* [Dati forniti]:
##########
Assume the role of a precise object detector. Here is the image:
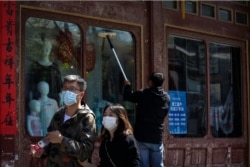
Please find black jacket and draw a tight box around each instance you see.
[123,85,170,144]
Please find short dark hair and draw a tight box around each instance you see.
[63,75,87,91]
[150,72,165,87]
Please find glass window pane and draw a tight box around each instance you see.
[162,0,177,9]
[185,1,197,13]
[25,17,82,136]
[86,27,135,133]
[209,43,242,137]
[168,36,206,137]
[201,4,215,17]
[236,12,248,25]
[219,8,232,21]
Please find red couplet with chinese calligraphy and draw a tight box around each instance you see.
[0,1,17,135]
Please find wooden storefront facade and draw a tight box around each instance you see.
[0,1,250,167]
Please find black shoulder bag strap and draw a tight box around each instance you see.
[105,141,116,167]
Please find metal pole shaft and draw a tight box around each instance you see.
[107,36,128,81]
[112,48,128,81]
##########
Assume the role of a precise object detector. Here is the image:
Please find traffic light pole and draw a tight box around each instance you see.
##########
Ricopia tale e quale tutto ciò che va dalla riga contenente "Please find black shoulder" giù fino alla riga contenente "[112,48,128,81]", entrambe comprese.

* [Esercizio svolto]:
Please find black shoulder bag strap and draw a tight box around each instance you see.
[105,141,116,167]
Please find metal pole shaft and draw a tight box around each instance you see.
[107,36,128,81]
[112,48,128,81]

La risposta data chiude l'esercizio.